Records from a collection
BEGIN

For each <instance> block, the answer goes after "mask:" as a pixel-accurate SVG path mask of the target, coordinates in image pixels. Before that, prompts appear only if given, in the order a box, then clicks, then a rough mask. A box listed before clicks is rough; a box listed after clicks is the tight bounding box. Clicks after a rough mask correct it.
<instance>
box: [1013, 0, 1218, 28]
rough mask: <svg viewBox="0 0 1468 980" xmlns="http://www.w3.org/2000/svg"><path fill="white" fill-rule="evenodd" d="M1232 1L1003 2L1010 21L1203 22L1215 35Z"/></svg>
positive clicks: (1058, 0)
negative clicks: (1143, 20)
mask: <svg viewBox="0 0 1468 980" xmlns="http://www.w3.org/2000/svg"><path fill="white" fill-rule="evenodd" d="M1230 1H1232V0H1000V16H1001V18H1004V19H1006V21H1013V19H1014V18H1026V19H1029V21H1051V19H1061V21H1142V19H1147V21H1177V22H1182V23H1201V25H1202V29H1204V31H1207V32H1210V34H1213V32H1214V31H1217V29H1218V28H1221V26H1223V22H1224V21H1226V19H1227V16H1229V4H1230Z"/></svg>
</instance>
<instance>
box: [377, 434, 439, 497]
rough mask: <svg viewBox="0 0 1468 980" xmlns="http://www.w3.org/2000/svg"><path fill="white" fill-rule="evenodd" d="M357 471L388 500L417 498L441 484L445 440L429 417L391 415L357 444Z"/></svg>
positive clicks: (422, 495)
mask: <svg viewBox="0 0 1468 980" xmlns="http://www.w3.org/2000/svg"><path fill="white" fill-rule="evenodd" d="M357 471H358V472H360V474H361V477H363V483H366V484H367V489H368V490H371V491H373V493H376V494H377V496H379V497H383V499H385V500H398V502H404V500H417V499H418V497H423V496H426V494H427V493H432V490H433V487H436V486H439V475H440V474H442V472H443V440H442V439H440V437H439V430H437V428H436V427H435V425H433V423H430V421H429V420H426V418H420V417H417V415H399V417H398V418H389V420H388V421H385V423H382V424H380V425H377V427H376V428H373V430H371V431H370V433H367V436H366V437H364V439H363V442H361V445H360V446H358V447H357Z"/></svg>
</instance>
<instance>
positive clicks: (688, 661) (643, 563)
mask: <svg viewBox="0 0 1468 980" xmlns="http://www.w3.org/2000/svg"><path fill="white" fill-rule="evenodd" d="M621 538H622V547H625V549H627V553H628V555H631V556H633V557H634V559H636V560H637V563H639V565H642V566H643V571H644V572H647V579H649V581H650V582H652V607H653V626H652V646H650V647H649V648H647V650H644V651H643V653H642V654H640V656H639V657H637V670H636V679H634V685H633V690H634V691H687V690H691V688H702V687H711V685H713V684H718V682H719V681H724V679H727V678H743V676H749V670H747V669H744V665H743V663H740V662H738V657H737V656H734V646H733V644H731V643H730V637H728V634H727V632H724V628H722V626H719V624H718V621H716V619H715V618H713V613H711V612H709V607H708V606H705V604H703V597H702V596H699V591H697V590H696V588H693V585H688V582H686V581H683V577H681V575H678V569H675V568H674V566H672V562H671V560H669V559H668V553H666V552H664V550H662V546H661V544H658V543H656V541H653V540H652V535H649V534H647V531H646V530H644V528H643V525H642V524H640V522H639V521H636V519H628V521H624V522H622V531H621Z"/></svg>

END

### Your assignment
Copy out all of the lines above, with no changes.

### Response to this exercise
For each <instance> block, the answer goes after "mask:" as a pixel-accurate SVG path mask of the target, coordinates in image pixels. Before that, prompts appear only if given, in the order a box, then clicks, then a rough mask. A box listed before clicks is rough; a box listed after clicks is the tight bounding box. Clicks after a rough mask correct it.
<instance>
box: [1013, 0, 1218, 28]
rough mask: <svg viewBox="0 0 1468 980" xmlns="http://www.w3.org/2000/svg"><path fill="white" fill-rule="evenodd" d="M1232 1L1003 2L1010 21L1203 22L1215 35Z"/></svg>
positive clicks: (1058, 0)
negative clicks: (1143, 20)
mask: <svg viewBox="0 0 1468 980" xmlns="http://www.w3.org/2000/svg"><path fill="white" fill-rule="evenodd" d="M1230 1H1232V0H1000V16H1001V18H1004V19H1006V21H1013V19H1014V18H1026V19H1029V21H1051V19H1061V21H1142V19H1147V21H1177V22H1182V23H1201V25H1202V29H1204V31H1207V32H1210V34H1213V32H1214V31H1217V29H1218V28H1221V26H1223V22H1224V21H1226V19H1227V16H1229V4H1230Z"/></svg>
</instance>
<instance>
box: [377, 434, 439, 497]
rough mask: <svg viewBox="0 0 1468 980" xmlns="http://www.w3.org/2000/svg"><path fill="white" fill-rule="evenodd" d="M357 471L388 500L417 498L441 484L445 440L429 417L391 415L357 444Z"/></svg>
positive clicks: (422, 495)
mask: <svg viewBox="0 0 1468 980" xmlns="http://www.w3.org/2000/svg"><path fill="white" fill-rule="evenodd" d="M357 471H358V472H360V474H361V477H363V483H366V484H367V489H368V490H371V491H373V493H376V494H377V496H379V497H383V499H385V500H398V502H404V500H417V499H418V497H423V496H426V494H427V493H432V490H433V487H436V486H439V475H440V474H442V472H443V440H442V439H440V437H439V430H437V428H436V427H435V425H433V423H430V421H429V420H426V418H420V417H417V415H399V417H398V418H389V420H388V421H385V423H382V424H380V425H377V427H376V428H373V430H371V431H370V433H367V436H366V437H364V439H363V442H361V445H360V446H358V447H357Z"/></svg>
</instance>
<instance>
positive clicks: (688, 661) (643, 563)
mask: <svg viewBox="0 0 1468 980" xmlns="http://www.w3.org/2000/svg"><path fill="white" fill-rule="evenodd" d="M621 538H622V547H625V549H627V553H628V555H631V556H633V557H634V559H636V560H637V563H639V565H642V566H643V571H644V572H647V579H649V581H650V582H652V607H653V626H652V646H650V647H649V648H647V650H644V651H643V653H642V654H640V656H639V657H637V670H636V679H634V685H633V690H634V691H687V690H691V688H702V687H711V685H713V684H718V682H719V681H724V679H727V678H743V676H749V670H747V669H744V665H743V663H740V662H738V657H737V656H734V646H733V644H731V643H730V637H728V634H727V632H724V628H722V626H719V624H718V621H716V619H715V618H713V613H711V612H709V607H708V606H705V604H703V597H702V596H699V591H697V590H696V588H693V585H688V582H686V581H683V577H681V575H678V569H675V568H674V566H672V562H671V560H669V559H668V553H666V552H664V550H662V546H661V544H658V543H656V541H653V540H652V535H649V534H647V531H646V530H644V528H643V525H642V524H640V522H639V521H636V519H628V521H624V522H622V531H621Z"/></svg>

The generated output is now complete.